WHAT THE TASK REQUIRES: Rewrite every line of the listing below, starting at the line containing "the tree, farthest" and ending at the line containing "[(211, 124), (366, 98), (8, 109)]", both included. Add 70 to each coordinate in the answers and leave everything else the same.

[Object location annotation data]

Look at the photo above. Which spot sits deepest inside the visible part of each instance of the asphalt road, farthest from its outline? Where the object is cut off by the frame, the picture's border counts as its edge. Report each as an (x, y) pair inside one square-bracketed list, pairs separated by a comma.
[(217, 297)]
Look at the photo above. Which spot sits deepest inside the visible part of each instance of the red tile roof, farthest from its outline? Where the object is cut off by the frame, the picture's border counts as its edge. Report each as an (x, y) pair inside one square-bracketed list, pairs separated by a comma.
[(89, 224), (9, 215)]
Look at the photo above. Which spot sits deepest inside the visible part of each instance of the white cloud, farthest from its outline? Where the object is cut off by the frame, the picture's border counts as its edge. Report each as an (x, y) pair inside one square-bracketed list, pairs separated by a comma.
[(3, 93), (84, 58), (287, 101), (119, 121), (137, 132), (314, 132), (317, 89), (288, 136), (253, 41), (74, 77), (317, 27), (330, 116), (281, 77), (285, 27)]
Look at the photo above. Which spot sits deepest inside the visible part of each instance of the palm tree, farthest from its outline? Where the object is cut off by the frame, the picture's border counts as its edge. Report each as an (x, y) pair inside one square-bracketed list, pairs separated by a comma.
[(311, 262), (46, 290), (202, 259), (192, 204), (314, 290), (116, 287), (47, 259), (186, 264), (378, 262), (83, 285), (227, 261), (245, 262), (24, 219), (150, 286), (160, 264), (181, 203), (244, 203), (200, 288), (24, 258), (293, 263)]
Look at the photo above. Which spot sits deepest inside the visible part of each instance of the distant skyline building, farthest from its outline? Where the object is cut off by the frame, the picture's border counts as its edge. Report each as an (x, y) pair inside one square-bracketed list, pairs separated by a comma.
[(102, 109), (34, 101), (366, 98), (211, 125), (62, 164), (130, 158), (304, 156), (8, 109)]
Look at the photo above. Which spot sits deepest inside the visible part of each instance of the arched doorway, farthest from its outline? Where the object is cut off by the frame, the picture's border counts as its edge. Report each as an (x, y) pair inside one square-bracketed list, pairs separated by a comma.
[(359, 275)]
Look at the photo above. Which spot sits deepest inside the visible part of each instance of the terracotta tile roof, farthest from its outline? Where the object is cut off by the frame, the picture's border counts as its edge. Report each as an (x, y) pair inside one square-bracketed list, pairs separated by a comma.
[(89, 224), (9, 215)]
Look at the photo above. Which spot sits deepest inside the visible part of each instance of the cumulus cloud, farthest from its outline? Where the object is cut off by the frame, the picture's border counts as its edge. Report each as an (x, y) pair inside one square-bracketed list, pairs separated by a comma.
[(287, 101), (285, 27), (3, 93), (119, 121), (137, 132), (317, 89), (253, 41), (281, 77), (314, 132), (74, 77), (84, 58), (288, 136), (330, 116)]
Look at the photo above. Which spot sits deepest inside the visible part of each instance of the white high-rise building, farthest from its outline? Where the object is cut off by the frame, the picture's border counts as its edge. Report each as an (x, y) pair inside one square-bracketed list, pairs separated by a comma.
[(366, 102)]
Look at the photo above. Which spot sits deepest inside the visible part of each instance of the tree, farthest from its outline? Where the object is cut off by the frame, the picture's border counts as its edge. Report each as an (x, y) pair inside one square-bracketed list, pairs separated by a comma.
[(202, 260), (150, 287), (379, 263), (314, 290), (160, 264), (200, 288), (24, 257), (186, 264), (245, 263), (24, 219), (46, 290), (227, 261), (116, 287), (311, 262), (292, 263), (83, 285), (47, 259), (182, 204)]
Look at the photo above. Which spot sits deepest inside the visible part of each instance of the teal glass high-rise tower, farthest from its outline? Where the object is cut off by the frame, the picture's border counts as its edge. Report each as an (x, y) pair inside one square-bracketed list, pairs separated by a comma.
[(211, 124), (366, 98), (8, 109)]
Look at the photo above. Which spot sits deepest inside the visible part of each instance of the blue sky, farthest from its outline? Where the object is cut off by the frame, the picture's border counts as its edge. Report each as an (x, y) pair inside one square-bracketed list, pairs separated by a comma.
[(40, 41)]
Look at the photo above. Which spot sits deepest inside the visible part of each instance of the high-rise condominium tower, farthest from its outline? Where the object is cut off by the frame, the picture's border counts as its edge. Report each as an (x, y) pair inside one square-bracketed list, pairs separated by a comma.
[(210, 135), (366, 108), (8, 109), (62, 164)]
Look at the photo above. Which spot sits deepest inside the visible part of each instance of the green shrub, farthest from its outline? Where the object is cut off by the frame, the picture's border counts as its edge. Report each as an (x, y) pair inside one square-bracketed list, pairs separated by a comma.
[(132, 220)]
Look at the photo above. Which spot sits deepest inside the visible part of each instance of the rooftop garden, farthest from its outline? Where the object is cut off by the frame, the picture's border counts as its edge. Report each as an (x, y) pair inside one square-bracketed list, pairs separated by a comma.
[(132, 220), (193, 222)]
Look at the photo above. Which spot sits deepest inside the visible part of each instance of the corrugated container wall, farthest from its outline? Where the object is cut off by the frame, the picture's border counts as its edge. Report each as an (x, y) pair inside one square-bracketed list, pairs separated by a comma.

RIGHT ANSWER:
Look at the photo above. Which spot sits deepest inside the visible part of each instance of the tree, farthest from its outline? Where the object is cut off by the frame, the picture's border counts as its edge. Report each as an (x, y) pair inside one square-bracketed list, pairs separated by a comma.
[(272, 330), (220, 357), (449, 333), (384, 360), (230, 334), (270, 358), (94, 327), (256, 334), (315, 333), (94, 289), (116, 360), (297, 331), (186, 357), (381, 332), (362, 333), (153, 355), (117, 329), (252, 274)]
Look at the photo above. Which spot sits deepest inside the visible part of each instance of the teal glass high-rise tower, farthest from its outline? Where the object is cut off by the frame, the picture's border counts as its edge. Report each as an (x, y) pair inside one square-bracketed list, pairs separated by a comma.
[(281, 194), (436, 168), (78, 179)]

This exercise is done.